Job A: Transcribe the passage of the article on Australian "boomerang aid" below between "This week, the" and "five years’ time.", inclusive.
++++ Source extract ++++
“Boomerang aid” is the name Michael Somare claims he invented to describe the propensity of Australian aid to PNG to end up back in Australia, courtesy of highly-paid Australian consultants and firms specialising in “technical assistance” in the delivery of aid projects. For a small number of firms, it has provided a taxpayer-funded path to massive success.
This week, the Australian Centre for Independent Journalism and Crikey will reveal the background to one of Australia’s most successful “technical assistance” companies and the gap between the rhetoric of accountability for taxpayers’ money and its reality in our aid spending.
“Technical assistance” is a billion-dollar business funded by Australian taxpayers. This year, we will spend $4.3b on foreign aid. Under the Government’s commitment to increase foreign aid to 0.5% of Gross National Income, that is scheduled to rise to $8-9b in five years’ time.
Technical assistance over the last decade has accounted for 40-50% of the entire aid budget.
A small number of Australian firms have done very well from this:
- Coffey International, the Chatswood, Sydney-based “global professional services consultancy”, garnered over $300 million in contracts in calendar year 2009 alone, Ausaid records show;
- Cardno ACIL secured at least $270 million, as did GRM, “a leading international development management company”;
- Queensland companies GHD and JTA International, both reaped over $100 million.
Boomerang aid has long been a basis for criticism of AusAID and our entire foreign aid program, particularly in relation to PNG, our largest aid recipient. In 2003, Michael Somare suggested over 60% of Australian aid simply went to Australians or Australian companies.
That year, the Senate Foreign Affairs, Defence and Trade References Committee considered the issue as part of its report on Australia’s relationship with PNG and the Pacific, saying that the “most common concern raised with the Committee in relation to the delivery of aid was for the tendency for AusAID to use consultants, typically from Australia which lead to the perception of ‘boomerang aid’.” A number of submissions to the committee raised the issue, including those from the Business Council of PNG and from Oxfam Community Aid Abroad.
In response, AusAID rejected any criticism, declaring the “Australian aid program ensures that PNG citizens benefit from commercial opportunities, skills formation and capacity building.”
But the ground was moving beneath AusAID. In December 2004, the Howard Government removed the prohibition on PNG firms competing for AusAID tenders, although few PNG firms would have had the detailed knowledge and connections necessary to navigate Canberra’s complex tender processes. And in the Howard Government’s 2006 aid White Paper, intended to accompany its significant increase in foreign aid, it admitted problems around technical assistance.
Donor experience shows, however, that heavy reliance on foreign technical assistance to pursue governance reforms and build capacity has had some success, but not to the extent desired. Some of this has to do with the short-term nature and external sourcing of technical assistance.
By this time nearly half our entire aid budget was being spent on technical assistance.
++++
Job B: Count the lines of the records below that contain the word "floral", and reply with the number alone.
++++ Materials provided ++++
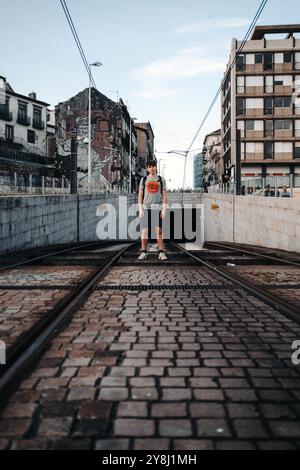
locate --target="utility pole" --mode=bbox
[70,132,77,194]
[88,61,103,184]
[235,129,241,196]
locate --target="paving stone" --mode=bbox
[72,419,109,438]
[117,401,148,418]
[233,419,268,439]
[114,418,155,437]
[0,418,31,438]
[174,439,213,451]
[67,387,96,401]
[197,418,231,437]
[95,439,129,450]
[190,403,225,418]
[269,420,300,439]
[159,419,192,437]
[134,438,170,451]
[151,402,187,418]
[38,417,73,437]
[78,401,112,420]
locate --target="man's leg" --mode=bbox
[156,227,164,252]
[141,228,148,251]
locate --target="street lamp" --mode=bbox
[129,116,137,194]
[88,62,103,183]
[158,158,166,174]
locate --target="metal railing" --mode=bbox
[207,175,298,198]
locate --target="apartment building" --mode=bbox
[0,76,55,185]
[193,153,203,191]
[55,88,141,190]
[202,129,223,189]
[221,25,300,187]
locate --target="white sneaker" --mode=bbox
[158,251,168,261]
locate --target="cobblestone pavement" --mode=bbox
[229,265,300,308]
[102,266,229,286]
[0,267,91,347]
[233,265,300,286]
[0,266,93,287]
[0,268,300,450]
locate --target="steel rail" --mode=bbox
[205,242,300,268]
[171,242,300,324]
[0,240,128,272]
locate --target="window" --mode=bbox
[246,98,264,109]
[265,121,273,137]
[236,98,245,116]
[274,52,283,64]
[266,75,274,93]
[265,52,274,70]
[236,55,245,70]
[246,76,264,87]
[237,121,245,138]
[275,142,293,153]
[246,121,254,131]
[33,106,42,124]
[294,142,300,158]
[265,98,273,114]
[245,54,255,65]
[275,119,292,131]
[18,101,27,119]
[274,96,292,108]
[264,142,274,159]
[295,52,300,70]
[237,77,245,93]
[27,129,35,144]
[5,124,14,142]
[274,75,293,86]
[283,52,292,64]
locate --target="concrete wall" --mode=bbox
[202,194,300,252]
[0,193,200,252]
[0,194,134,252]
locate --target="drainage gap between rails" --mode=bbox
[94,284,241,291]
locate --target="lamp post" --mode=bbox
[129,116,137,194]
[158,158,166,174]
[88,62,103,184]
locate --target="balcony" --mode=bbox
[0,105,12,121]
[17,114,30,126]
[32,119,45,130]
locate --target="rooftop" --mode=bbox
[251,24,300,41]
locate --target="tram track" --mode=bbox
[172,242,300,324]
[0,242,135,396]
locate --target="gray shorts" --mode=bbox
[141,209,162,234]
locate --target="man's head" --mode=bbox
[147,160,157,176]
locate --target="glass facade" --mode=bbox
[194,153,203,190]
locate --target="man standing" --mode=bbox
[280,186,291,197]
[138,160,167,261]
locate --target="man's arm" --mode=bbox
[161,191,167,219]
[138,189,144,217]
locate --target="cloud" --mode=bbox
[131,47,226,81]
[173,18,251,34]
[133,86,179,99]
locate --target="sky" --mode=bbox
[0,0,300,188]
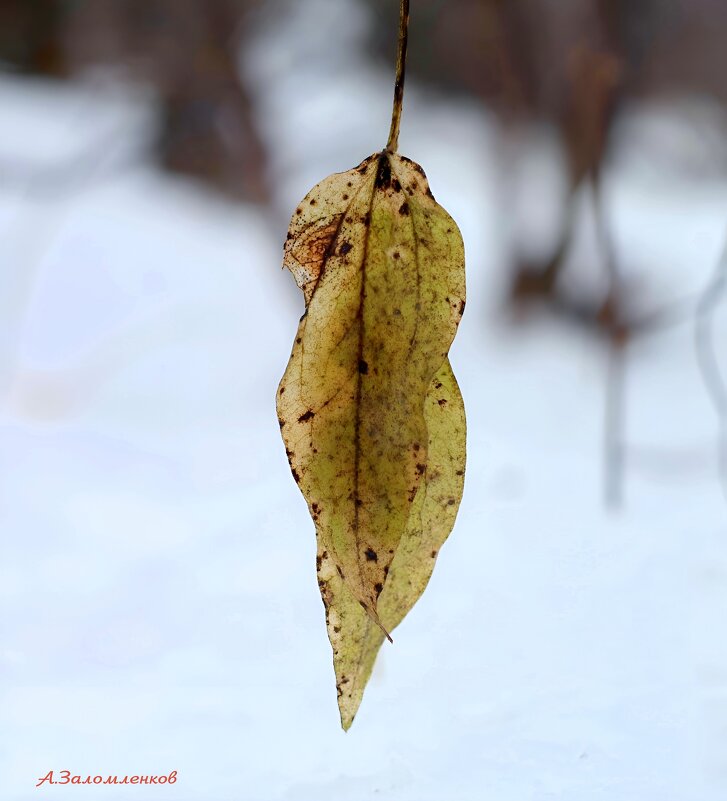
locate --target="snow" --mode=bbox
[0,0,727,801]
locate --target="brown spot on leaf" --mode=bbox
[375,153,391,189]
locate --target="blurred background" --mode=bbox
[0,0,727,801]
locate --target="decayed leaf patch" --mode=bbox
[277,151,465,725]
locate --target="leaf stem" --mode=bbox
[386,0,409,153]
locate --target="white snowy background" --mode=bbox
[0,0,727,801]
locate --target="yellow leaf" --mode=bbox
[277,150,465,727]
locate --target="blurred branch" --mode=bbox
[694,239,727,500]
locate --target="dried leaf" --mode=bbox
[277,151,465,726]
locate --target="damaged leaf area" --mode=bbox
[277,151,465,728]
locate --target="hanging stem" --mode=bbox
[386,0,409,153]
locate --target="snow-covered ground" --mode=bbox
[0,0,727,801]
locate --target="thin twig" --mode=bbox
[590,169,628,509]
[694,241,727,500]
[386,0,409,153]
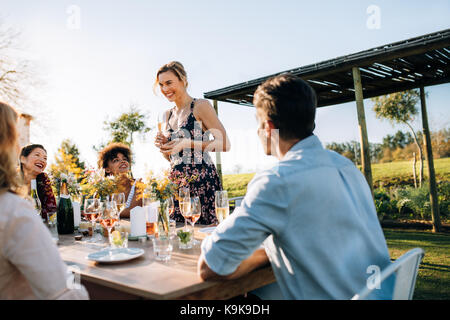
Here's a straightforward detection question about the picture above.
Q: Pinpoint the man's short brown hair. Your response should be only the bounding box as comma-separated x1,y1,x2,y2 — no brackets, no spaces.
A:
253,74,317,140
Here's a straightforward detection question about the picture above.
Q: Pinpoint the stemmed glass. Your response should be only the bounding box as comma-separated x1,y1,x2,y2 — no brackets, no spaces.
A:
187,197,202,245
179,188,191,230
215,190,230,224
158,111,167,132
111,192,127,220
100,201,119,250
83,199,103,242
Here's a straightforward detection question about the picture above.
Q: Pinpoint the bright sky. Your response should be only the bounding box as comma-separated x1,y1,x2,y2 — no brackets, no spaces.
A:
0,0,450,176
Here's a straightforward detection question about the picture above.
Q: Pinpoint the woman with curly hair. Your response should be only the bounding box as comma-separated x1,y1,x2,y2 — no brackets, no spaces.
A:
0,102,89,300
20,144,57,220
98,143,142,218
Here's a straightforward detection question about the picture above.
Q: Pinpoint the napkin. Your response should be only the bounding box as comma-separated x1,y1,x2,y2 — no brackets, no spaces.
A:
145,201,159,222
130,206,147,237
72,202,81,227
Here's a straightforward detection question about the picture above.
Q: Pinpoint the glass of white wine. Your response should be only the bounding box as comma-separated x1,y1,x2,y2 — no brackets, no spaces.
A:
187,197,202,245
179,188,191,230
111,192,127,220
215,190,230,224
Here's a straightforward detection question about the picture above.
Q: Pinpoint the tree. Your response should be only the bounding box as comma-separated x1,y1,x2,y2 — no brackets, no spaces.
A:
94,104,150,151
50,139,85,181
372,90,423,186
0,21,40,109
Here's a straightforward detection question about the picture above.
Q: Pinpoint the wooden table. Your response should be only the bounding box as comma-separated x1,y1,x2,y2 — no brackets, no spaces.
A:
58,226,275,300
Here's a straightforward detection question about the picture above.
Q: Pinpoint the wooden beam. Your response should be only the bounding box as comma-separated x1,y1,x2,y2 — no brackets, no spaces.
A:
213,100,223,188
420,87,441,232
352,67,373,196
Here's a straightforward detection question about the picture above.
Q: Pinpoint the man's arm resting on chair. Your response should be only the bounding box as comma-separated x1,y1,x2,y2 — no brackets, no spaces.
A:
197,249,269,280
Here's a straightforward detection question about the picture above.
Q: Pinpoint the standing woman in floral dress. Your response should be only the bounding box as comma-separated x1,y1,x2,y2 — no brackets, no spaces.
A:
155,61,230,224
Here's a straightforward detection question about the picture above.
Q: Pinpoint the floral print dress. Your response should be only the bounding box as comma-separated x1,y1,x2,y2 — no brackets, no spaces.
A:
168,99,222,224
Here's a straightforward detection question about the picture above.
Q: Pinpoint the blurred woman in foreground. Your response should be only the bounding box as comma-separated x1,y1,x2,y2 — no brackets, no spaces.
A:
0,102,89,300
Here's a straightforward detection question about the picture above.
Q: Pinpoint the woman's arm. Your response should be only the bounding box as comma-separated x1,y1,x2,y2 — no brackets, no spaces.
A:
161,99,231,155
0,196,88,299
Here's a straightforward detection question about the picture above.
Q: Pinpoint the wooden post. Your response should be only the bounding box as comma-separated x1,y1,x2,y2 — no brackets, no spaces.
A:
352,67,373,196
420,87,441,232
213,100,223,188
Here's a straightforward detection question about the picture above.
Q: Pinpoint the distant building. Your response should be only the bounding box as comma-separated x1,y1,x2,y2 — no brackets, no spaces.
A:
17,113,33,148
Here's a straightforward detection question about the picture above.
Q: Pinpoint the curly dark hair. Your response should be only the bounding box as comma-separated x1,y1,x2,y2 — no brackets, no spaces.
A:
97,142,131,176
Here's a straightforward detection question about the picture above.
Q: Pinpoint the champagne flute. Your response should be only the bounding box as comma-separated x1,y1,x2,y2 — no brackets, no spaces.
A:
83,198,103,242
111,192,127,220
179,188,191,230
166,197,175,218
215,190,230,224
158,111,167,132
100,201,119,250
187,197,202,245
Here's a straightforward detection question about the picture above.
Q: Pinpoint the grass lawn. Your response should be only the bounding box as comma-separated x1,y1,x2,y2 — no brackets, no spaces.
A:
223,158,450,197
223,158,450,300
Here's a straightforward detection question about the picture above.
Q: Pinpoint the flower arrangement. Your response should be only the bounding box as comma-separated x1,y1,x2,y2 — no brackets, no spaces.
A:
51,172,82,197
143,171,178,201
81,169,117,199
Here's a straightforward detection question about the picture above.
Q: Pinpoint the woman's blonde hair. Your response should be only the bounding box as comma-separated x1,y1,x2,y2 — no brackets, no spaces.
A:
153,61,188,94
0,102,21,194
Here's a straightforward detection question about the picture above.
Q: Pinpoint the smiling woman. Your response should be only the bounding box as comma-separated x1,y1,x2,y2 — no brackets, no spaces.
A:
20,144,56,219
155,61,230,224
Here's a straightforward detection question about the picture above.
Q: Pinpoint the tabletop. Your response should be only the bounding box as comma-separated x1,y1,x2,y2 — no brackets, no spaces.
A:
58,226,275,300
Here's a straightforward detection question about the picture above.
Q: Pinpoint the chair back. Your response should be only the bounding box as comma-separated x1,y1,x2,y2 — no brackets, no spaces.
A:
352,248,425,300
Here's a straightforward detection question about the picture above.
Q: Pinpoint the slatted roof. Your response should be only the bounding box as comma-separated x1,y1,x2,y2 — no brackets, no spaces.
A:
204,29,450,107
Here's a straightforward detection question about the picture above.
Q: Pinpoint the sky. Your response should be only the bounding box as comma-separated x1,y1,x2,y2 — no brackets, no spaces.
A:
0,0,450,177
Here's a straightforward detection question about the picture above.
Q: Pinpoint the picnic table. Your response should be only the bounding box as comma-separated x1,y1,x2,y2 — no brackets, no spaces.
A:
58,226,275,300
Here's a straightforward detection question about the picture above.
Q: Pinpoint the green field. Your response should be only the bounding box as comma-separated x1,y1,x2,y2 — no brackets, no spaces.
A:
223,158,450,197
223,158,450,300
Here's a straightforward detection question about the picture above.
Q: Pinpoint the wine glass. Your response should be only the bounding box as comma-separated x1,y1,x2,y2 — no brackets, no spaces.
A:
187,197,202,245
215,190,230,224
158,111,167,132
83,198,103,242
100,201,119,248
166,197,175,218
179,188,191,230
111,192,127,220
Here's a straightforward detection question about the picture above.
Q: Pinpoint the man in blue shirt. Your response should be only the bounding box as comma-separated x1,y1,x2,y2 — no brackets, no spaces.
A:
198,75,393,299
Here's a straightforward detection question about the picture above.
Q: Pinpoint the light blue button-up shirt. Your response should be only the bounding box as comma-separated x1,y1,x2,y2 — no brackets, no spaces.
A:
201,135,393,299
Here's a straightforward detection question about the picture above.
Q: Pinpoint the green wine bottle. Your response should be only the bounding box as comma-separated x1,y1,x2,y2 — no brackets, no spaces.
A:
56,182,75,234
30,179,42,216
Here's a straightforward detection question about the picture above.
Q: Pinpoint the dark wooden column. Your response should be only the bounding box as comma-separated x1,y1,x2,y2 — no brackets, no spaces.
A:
++++
Right answer A:
This week, the Australian Centre for Independent Journalism and Crikey will reveal the background to one of Australia’s most successful “technical assistance” companies and the gap between the rhetoric of accountability for taxpayers’ money and its reality in our aid spending.
“Technical assistance” is a billion-dollar business funded by Australian taxpayers. This year, we will spend $4.3b on foreign aid. Under the Government’s commitment to increase foreign aid to 0.5% of Gross National Income, that is scheduled to rise to $8-9b in five years’ time.

Right answer B: 2